## WORK REQUEST A
Reproduce the part of the analysis of the story that runs from "Kafka also uses" up to and including "be human again.".
## WORK REQUEST B
According to the analysis of the story, what does Gregor mostly see when he looks outside his room? List each thing.

## DOCUMENT EXTRACT
* * *

The story has a very constricted setting; almost all the events take place within the Samsa house, mostly in Gregor’s room, reflecting the fact that Gregor is essentially a prisoner. The room itself is small and, by the end, unclean. Gregor can see outside, but mostly what he sees is an overcast sky, rain, fog, and a gray hospital building; when his eyesight fades, he cannot even see the hospital, and the world beyond his room appears to him to be a gray desert.

The gloominess of this setting begins to change near the end. There is heavy rain, but the narrator suggests it might be a sign of spring. This is when Gregor is still alive. However, the truly decisive change in the setting occurs only after Gregor’s death. For the first time, the story leaves the house, following the surviving Samsas into the countryside, where the sun shines on them as they cheerfully plan their future.

Structure

The story is divided into three parts, each one culminating in a foray by Gregor outside his room. The first two parts end when Gregor is forced back into his room. In part three, Gregor is again forced to return to his room; however, this part differs from the other two in that it does not end with Gregor’s return, but contains a coda describing events of the next day.

Flashbacks and other Narrative Devices

Most of the story consists of extended scenes. All of part one is the scene that unfolds when Gregor awakes to find himself an insect; the last section of part two is the extended scene that begins when Gregor’s sister and mother enter Gregor’s room to remove his furniture; and the bulk of part three consists of two linked scenes: the violin concert that leads to Gregor’s death and the scene that begins the next day with the discovery of his body, and that ends with the excursion to the countryside.

Only a small part of the story consists of summaries: most notably the passages near the beginning of each of the last two parts, which recount Gregor’s typical activities, explain how he gets fed and informed, and report on how the family copes with the loss of Gregor’s income.

Kafka also uses brief flashbacks to explain how Gregor came to be supporting his family and to contrast the current behavior of Gregor’s father with how he behaved in the past.

Symbols

Kafka uses some obvious and not-so-obvious symbols in the story. Some symbols even the characters recognize as such: for instance, the furniture in Gregor’s room, which his mother is reluctant to remove because of its association with Gregor’s human past; to remove the furniture is to declare symbolically that Gregor is no longer human and will never be human again.

* * *

## SUPPLIED DATA
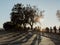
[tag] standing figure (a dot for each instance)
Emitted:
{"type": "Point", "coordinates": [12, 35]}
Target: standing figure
{"type": "Point", "coordinates": [50, 29]}
{"type": "Point", "coordinates": [55, 29]}
{"type": "Point", "coordinates": [59, 29]}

* * *

## EXERCISE RESPONSE A
Kafka also uses brief flashbacks to explain how Gregor came to be supporting his family and to contrast the current behavior of Gregor’s father with how he behaved in the past.

Symbols

Kafka uses some obvious and not-so-obvious symbols in the story. Some symbols even the characters recognize as such: for instance, the furniture in Gregor’s room, which his mother is reluctant to remove because of its association with Gregor’s human past; to remove the furniture is to declare symbolically that Gregor is no longer human and will never be human again.

## EXERCISE RESPONSE B
- an overcast sky
- rain
- fog
- a gray hospital building